[DATA RECORDS — start]

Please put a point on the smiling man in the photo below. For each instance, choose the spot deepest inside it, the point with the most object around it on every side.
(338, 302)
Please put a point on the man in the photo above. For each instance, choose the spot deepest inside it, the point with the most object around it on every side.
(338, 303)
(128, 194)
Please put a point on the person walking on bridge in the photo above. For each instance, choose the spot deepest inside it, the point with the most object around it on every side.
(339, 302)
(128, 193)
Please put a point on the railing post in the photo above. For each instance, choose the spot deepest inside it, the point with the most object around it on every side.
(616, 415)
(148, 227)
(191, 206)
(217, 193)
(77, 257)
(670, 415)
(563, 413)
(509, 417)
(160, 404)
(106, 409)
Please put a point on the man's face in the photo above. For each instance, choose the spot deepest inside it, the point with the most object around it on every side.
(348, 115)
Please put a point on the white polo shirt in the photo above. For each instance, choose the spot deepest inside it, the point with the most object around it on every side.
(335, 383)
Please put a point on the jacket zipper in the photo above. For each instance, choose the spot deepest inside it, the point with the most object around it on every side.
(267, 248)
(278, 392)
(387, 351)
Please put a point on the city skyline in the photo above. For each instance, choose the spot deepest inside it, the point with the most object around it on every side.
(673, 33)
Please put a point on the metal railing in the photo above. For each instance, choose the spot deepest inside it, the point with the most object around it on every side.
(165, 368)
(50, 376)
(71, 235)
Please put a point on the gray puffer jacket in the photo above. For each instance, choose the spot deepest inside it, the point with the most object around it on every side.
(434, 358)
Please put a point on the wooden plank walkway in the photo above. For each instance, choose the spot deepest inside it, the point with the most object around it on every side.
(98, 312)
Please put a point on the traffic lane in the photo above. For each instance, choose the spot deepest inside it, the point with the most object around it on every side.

[DATA RECORDS — finish]

◆ PROMPT ◆
Write out every record above, word for word.

◆ RESULT FOR THIS TASK ◆
Please put a point on the smiling man in the photo below. For each instance, choose the spot deepest inside it, the point with the most object around it on every side.
(338, 302)
Please put a point on the man in the photo above. For each instance, choose the spot deepest inside it, the point with the most object around it on every side.
(338, 303)
(128, 194)
Please put a point on the person walking on bridge in the photo above. For each instance, choose the spot deepest inside it, the point with the most object around it on every side.
(339, 302)
(128, 193)
Please put a point on the railing post in the photo above. For each instance, choose the spot deepest inside it, the point with the most object around it on every side.
(616, 415)
(148, 227)
(191, 206)
(217, 193)
(77, 257)
(670, 415)
(563, 413)
(509, 417)
(160, 404)
(106, 409)
Please put a point on the man's face in the photo above. For each instance, choose the spot deepest inside it, the point with the most object around it on every side.
(348, 115)
Please put a point on the white polo shirt in the photo above. For each instance, choose the spot deepest inside it, the point with the most object around it on every side.
(335, 383)
Please put a point on the jacket zipper in the photo above. For each instance, choose the spot deepest inside it, the point with the most object around it on every side.
(267, 248)
(278, 392)
(387, 351)
Please put a point on the city skyline in the photo above. For each instance, choose the spot deepest inside it, the point with the most object around it on every side.
(673, 33)
Please put a point on the metal railing in the photo above. For each instance, choose the spot deepest inside it, the point with the most object around it on every side.
(165, 368)
(50, 376)
(71, 235)
Please put a point on the gray puffer jacket in the photo above. For each instance, choose the spot deepest inside it, the point with the most object around it on every side.
(434, 358)
Please put a point on the wooden plank walkway in the photo above. For each instance, choose the spot deepest inside it, the point with the most object around it on every side.
(98, 312)
Please put a point on the traffic lane in the photo above. For each instance, choose the spot deepest inside it, the point with the most object around it on every side.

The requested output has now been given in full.